- [What to work on] Collect every line in the records below that contains the string "sleeve", copying each line in full.

## start Input material

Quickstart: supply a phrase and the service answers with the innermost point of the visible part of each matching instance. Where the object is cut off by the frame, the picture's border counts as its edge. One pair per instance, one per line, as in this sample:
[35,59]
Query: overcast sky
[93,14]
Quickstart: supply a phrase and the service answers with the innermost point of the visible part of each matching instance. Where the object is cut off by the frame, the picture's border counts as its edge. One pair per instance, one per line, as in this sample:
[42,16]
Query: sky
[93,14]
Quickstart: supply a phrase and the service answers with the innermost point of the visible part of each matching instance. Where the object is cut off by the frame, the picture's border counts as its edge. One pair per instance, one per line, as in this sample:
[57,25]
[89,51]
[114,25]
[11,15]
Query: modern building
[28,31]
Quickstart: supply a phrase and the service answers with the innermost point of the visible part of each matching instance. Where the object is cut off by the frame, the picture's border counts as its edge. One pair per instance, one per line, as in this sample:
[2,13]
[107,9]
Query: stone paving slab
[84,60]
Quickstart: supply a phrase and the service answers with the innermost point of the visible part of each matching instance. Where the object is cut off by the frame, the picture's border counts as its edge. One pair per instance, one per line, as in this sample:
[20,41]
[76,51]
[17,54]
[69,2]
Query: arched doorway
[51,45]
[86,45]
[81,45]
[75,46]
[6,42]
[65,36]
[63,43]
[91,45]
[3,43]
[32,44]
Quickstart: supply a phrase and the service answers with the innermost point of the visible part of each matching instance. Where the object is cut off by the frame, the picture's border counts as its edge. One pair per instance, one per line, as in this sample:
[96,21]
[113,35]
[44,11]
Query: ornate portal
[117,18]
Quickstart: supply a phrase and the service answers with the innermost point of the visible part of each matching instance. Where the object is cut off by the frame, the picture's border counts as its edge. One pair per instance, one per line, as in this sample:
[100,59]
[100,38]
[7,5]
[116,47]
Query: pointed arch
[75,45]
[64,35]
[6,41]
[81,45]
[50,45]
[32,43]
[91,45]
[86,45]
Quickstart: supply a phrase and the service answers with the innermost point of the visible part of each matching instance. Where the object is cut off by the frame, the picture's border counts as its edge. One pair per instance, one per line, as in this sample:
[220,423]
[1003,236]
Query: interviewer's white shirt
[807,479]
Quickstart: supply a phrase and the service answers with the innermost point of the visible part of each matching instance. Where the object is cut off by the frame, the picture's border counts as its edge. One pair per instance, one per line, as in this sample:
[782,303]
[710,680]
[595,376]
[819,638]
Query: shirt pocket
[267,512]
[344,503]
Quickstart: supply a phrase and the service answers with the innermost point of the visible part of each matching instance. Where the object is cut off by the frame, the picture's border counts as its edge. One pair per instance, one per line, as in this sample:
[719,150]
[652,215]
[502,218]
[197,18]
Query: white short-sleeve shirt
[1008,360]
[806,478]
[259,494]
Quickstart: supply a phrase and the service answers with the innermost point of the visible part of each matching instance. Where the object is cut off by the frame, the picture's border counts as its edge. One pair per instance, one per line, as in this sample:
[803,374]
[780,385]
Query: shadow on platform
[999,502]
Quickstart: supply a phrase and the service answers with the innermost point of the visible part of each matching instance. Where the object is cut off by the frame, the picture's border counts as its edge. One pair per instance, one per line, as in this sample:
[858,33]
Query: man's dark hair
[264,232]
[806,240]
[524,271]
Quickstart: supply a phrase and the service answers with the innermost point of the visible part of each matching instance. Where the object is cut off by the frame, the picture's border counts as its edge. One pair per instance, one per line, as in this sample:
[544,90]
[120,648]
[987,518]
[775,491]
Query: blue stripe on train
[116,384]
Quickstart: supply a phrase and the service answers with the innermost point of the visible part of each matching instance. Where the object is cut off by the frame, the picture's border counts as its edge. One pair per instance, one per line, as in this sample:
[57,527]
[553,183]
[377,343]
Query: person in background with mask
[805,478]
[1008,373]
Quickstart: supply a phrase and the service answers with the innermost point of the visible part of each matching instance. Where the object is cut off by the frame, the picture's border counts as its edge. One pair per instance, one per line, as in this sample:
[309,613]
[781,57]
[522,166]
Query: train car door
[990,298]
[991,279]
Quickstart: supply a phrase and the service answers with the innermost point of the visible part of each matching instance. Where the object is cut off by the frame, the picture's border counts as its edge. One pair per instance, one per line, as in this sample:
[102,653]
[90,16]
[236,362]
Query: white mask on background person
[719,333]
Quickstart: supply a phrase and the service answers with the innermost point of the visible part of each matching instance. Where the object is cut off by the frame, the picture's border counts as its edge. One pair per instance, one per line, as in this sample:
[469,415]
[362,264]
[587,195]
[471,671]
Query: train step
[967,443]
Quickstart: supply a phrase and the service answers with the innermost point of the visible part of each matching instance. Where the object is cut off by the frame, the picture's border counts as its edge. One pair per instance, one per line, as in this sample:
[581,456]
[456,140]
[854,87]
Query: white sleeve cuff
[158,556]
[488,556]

## end Input material

- [Response to the task]
Query: white short-sleeve shirt
Query: white sleeve cuff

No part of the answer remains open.